Required work: Rewrite the lines between the one containing "Put a point on every instance of the mercedes-benz star" and the one containing "[(60, 45), (29, 85), (333, 82)]", inclusive, replacing "shrub" with "bush" and leaving everything else unchanged.

Records for this task:

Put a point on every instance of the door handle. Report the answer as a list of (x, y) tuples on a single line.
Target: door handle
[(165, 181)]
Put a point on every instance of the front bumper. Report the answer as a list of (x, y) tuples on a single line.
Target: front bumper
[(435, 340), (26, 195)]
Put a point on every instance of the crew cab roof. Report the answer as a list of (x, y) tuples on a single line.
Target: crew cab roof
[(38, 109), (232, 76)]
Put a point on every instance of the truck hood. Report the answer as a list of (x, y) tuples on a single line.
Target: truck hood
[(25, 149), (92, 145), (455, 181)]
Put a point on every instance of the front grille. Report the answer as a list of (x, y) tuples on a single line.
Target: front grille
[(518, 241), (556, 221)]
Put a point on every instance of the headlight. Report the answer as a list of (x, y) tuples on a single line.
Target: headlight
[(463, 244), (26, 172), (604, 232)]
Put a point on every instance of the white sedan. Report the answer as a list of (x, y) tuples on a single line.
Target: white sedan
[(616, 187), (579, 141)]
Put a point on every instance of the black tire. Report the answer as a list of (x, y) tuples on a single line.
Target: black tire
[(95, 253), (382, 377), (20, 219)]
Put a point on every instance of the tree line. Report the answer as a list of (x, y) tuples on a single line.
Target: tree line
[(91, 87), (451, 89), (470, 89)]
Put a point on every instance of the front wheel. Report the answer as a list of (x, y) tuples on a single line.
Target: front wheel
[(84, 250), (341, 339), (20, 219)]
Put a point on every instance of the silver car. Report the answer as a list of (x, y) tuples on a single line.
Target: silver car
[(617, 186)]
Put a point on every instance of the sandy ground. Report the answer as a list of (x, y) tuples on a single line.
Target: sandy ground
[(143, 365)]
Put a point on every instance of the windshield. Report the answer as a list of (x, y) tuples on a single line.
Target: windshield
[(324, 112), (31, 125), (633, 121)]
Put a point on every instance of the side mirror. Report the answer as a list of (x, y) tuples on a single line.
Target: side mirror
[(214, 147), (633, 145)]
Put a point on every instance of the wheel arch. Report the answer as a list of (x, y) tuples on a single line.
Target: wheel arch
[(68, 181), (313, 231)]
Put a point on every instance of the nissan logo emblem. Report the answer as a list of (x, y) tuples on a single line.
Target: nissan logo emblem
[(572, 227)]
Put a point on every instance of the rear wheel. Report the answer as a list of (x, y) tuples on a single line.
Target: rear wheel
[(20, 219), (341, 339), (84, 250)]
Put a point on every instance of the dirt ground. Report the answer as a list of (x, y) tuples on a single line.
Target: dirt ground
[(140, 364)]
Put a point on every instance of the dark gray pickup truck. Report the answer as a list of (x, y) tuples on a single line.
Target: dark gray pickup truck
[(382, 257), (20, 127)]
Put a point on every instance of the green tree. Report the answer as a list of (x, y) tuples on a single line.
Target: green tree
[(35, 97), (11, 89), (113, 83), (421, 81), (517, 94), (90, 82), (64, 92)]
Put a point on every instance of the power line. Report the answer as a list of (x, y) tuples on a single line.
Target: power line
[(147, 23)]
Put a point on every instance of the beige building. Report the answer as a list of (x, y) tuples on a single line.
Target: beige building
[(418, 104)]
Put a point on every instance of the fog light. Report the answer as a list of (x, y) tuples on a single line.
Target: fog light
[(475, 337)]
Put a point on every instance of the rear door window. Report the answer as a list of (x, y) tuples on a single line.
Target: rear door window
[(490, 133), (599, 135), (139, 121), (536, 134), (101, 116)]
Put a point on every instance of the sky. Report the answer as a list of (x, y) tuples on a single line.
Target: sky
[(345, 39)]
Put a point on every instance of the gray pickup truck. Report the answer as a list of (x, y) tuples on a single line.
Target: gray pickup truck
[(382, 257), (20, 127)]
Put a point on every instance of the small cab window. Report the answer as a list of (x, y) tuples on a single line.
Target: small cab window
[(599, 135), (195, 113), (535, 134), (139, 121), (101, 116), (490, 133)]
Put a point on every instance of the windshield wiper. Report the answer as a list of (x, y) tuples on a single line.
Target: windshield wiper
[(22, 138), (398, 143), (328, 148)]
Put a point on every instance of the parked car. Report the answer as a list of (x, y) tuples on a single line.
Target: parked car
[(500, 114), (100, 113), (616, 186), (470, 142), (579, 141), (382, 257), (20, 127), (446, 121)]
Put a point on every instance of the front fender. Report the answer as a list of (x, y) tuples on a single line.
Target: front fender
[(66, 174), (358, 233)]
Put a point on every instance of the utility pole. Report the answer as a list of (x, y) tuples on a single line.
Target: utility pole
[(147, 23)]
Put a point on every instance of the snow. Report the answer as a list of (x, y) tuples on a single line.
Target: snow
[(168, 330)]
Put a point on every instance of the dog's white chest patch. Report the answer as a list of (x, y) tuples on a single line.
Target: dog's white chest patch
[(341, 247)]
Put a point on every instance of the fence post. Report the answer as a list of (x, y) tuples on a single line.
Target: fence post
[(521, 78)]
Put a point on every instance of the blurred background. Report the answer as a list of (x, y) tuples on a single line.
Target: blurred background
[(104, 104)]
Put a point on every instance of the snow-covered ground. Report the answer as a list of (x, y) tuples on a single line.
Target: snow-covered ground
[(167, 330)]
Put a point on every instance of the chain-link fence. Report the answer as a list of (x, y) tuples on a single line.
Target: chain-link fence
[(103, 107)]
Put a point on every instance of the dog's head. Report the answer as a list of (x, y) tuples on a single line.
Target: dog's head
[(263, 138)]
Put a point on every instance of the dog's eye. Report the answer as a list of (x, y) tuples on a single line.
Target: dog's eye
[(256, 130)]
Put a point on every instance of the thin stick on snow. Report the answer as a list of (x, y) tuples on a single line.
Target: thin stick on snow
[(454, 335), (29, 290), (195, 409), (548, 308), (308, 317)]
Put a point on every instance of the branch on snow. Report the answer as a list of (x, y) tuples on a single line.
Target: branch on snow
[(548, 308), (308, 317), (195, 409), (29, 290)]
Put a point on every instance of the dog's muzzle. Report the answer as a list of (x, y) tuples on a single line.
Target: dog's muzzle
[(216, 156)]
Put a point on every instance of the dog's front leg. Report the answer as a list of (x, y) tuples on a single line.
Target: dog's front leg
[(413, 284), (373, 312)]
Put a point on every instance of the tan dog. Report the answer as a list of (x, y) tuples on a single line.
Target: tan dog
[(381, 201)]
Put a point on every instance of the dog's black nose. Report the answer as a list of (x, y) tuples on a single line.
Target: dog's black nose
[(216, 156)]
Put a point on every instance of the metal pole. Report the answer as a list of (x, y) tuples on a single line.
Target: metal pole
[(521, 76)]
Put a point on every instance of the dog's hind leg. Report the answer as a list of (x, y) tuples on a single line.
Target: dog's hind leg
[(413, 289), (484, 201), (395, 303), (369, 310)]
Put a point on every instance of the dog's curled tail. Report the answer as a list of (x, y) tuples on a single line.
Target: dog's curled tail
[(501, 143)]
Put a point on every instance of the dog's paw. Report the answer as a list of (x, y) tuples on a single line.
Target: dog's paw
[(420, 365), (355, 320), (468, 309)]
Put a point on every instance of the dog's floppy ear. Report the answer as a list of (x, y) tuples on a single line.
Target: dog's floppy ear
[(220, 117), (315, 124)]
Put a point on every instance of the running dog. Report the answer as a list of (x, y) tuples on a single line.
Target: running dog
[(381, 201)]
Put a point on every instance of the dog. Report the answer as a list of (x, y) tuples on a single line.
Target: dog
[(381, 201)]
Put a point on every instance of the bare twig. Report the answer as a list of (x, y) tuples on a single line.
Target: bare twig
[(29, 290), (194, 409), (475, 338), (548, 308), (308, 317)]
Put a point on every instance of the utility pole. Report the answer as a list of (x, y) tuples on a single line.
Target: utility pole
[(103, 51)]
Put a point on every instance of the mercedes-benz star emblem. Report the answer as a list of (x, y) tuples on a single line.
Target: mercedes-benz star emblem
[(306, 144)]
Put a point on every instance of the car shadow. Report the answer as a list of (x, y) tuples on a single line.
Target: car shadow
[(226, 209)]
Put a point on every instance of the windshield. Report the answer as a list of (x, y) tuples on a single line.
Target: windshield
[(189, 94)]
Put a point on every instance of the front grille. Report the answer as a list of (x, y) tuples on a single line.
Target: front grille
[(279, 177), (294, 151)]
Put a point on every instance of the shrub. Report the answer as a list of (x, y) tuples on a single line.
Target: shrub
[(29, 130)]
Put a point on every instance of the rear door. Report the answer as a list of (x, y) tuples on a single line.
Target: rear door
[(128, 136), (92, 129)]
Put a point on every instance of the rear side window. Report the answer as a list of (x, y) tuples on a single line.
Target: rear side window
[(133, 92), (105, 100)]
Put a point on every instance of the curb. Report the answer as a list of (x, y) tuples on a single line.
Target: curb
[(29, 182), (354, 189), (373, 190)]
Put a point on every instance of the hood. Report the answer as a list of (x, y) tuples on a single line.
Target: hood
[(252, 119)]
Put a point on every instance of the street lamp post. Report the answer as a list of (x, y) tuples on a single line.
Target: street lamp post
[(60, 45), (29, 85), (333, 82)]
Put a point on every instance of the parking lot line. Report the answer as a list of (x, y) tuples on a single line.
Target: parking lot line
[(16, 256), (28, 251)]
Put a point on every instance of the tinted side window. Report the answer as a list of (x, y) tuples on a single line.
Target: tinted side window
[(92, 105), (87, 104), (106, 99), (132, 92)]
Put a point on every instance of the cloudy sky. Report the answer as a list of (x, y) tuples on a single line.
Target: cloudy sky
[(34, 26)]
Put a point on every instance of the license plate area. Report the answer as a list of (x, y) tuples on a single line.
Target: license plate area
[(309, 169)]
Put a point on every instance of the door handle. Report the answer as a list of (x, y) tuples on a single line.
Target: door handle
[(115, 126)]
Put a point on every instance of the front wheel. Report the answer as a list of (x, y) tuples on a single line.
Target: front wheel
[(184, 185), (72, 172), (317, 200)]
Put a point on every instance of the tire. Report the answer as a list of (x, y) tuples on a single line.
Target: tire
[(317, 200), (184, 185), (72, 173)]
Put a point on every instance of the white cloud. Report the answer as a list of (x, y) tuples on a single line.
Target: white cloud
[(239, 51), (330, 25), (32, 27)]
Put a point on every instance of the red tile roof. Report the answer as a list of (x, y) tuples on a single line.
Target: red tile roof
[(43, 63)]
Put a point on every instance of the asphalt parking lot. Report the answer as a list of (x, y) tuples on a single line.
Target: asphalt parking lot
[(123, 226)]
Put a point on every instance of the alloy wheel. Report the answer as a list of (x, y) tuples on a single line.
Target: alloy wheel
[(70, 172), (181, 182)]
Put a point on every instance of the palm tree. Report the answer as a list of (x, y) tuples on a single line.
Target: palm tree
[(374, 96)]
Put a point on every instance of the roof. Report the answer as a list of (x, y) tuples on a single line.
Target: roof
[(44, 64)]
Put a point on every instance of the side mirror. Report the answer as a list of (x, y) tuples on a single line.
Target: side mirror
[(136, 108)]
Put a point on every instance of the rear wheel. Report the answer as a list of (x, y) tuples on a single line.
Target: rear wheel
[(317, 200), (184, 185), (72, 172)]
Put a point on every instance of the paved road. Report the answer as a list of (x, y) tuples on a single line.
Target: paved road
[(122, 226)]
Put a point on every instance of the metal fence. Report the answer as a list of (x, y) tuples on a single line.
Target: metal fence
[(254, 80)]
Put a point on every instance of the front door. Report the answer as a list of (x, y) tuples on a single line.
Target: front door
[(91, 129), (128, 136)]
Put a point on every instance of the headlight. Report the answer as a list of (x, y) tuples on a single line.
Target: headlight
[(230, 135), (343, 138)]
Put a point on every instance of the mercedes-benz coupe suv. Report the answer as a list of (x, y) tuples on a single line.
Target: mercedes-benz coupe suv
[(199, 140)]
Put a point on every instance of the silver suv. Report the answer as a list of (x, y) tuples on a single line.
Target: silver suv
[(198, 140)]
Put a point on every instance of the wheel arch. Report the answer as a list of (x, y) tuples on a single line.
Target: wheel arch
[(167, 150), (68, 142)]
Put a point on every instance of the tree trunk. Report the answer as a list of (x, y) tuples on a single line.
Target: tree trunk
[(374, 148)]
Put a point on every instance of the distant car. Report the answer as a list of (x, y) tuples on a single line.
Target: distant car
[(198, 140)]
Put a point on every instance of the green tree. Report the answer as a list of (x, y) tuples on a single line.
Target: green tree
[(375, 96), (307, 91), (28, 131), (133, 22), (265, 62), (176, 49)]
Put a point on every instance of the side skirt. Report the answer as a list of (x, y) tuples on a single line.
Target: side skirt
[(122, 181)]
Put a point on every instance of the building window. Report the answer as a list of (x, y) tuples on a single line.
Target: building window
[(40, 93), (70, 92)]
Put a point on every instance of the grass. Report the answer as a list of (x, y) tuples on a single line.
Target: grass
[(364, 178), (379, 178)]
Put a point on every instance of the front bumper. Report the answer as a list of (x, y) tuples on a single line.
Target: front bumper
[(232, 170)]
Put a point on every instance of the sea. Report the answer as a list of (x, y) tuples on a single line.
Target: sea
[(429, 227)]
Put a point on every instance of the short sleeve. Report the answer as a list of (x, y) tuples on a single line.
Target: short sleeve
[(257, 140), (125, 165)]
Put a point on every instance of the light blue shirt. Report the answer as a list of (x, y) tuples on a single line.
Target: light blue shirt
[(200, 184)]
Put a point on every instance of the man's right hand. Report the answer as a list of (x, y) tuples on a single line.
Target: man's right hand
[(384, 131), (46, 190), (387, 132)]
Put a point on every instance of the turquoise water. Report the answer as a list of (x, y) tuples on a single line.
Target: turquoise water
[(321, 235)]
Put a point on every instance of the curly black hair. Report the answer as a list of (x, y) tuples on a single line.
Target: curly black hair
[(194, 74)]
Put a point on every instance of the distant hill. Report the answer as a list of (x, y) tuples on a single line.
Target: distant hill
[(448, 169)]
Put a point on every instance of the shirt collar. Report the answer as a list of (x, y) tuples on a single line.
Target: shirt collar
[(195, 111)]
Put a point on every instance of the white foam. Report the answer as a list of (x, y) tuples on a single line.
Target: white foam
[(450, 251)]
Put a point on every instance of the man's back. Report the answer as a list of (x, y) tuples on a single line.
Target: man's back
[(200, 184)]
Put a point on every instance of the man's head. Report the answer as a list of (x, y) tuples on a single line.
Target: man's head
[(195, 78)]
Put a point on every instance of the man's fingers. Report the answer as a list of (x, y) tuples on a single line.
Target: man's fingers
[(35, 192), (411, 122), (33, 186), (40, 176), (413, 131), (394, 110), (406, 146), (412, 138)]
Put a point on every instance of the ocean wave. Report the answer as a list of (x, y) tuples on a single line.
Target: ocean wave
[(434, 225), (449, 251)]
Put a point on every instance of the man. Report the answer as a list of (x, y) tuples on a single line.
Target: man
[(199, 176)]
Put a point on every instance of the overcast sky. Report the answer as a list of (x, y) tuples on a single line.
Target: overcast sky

Response for this exercise:
Put a point on every instance of the mercedes-benz star emblem. Report the answer as a list of (x, y) tuples on a single line.
Target: mercedes-benz star emblem
[(306, 144)]
Put a point on every instance of the car shadow. Report the answer as a list of (x, y) tuples on a single line.
Target: car shadow
[(226, 209)]
Put a point on every instance of the windshield. Report the answer as a list of (x, y) tuples on a single line.
Target: windshield
[(189, 94)]
Put a point on every instance of the front grille. Report the answer as a list of (x, y) tuples on a single line.
Target: front grille
[(279, 177), (294, 151)]
Put a point on every instance of the bush. Report the answer as a list of (x, y) tuples on a single line.
Target: bush
[(29, 130)]
Put a point on every instance of the rear door. Report the answer as a list of (x, y) tuples on a single line.
Target: rear door
[(128, 136), (92, 129)]
Put a point on every instance of the rear side window. Report the answer as a list of (x, y) tuples on a single line.
Target: rear side window
[(133, 92), (105, 100)]
Put a point on every instance of the curb. Report the answer as a list of (x, y) tuples on a single line.
Target: curb
[(29, 182), (354, 189), (373, 190)]
Put a point on every instance of the hood. Report the answer as a list of (x, y) tuples on a single line.
Target: hood
[(252, 119)]
Put a point on every instance of the street lamp post. Report the answer as a list of (x, y) tuples on a single line.
Target: street lamp post
[(60, 45), (29, 85), (333, 82)]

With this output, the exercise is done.